**TASK DIRECTIONS**
For every line that contains the string "island", pull that line out of the material below.

**MATERIAL PROVIDED**
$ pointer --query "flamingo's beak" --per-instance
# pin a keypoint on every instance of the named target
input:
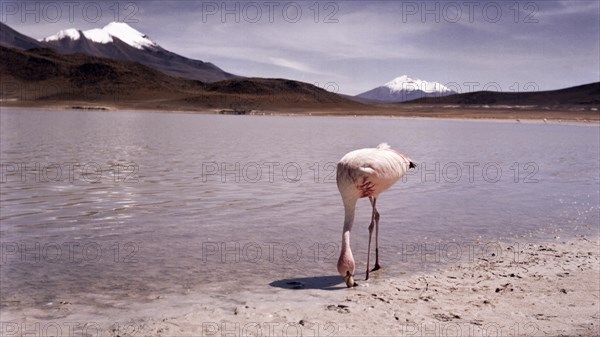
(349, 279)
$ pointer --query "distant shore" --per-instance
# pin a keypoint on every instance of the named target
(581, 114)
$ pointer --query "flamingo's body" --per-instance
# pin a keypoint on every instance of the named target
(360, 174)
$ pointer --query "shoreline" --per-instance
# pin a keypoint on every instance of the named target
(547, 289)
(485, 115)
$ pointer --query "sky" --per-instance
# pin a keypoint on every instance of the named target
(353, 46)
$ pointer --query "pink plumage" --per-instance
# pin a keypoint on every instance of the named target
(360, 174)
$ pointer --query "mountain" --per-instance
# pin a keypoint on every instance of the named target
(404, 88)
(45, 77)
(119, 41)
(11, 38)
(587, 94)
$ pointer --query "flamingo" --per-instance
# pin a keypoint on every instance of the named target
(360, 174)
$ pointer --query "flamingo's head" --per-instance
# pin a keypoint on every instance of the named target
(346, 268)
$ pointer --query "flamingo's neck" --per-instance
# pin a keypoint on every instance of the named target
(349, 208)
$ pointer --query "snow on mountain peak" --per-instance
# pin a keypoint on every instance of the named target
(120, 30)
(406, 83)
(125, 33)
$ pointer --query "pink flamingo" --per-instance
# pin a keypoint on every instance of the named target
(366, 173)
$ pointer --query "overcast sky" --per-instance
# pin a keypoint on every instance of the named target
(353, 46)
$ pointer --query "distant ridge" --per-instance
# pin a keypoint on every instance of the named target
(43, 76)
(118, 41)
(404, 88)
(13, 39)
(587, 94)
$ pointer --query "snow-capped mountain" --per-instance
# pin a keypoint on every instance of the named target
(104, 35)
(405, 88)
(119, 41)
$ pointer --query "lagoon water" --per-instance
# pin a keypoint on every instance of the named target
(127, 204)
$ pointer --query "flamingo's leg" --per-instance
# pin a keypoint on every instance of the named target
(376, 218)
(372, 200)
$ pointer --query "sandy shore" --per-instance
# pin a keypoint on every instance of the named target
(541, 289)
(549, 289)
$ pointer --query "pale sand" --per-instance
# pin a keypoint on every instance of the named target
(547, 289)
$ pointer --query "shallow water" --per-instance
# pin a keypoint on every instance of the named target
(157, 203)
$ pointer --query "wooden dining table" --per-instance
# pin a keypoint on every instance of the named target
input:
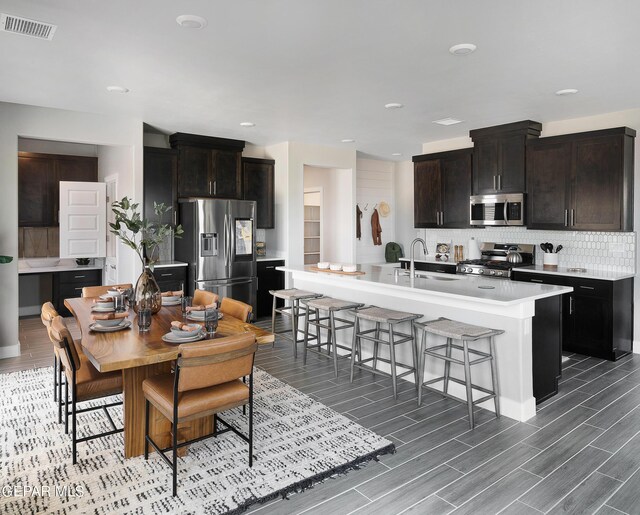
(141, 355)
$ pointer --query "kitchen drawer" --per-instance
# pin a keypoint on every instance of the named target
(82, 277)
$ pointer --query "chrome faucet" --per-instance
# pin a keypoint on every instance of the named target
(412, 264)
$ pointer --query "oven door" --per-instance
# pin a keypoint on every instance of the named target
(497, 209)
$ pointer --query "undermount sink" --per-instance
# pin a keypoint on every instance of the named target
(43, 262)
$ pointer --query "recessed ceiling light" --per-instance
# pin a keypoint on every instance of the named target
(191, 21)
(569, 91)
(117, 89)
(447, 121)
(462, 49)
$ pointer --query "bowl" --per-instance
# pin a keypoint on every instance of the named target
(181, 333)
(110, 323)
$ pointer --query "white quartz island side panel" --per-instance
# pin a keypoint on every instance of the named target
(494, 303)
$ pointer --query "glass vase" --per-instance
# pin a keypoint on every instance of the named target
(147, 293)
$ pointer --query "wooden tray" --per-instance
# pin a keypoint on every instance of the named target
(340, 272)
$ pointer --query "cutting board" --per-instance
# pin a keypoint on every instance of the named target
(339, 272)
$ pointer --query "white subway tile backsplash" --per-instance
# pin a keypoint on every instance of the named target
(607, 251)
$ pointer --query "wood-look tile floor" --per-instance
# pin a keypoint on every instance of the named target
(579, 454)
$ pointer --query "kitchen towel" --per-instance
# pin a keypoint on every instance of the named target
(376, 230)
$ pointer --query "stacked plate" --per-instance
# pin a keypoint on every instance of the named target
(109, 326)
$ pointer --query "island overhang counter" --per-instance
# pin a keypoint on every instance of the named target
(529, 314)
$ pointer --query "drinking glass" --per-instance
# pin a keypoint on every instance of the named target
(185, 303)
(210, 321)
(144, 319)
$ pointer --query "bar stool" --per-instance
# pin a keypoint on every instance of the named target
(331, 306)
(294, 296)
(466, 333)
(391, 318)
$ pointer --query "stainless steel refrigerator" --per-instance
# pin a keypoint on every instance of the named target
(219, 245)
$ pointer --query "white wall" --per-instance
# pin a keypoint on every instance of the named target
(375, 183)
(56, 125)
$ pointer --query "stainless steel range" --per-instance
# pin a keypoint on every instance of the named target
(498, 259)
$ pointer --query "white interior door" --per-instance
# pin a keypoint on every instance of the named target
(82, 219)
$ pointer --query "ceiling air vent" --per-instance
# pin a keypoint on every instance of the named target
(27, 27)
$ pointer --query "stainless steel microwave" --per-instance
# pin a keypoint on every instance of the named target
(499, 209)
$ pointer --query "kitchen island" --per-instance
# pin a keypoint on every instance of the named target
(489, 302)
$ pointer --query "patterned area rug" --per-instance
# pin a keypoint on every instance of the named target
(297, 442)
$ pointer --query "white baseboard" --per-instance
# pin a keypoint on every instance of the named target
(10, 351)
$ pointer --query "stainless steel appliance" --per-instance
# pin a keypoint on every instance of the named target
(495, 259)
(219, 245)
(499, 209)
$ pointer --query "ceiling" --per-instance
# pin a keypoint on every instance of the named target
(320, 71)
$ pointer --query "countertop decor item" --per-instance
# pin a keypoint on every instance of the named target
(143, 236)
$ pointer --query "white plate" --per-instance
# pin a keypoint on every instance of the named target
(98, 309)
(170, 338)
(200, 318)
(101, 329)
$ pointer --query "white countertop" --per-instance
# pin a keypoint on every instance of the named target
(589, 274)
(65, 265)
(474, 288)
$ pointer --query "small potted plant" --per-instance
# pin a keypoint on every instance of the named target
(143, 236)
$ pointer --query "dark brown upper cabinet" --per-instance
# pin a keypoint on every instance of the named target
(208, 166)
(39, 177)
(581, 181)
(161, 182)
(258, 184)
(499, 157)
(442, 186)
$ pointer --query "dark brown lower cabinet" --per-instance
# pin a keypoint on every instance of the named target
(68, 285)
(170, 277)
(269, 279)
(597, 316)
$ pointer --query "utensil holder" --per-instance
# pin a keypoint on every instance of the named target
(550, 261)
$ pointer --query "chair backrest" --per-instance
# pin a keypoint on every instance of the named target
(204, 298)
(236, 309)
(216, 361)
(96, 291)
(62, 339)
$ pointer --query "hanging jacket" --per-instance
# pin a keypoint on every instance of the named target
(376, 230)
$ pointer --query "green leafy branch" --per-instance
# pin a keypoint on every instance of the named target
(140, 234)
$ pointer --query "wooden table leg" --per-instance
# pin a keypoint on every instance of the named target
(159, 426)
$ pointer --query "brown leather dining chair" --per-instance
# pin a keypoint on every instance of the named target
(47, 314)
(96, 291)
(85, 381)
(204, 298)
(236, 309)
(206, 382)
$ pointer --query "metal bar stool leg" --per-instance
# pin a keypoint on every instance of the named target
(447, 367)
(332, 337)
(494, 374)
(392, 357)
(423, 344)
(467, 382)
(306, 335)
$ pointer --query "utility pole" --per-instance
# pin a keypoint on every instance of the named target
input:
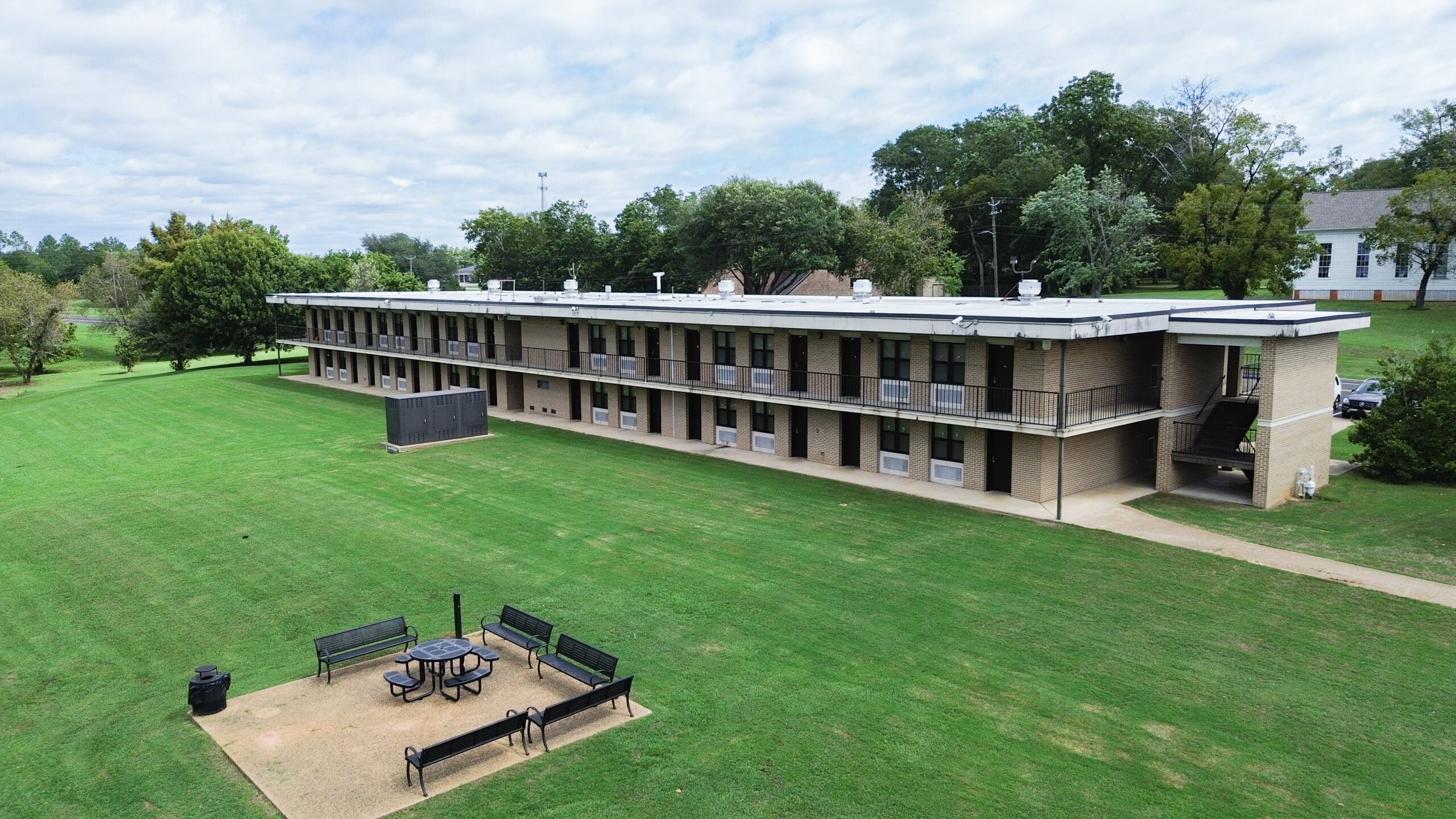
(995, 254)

**TASK RESPONSE**
$ pointer --query "white quartz island side panel" --per-instance
$ pointer --query "island overhang counter" --per-instance
$ pointer --query "kitchen island" --per-instance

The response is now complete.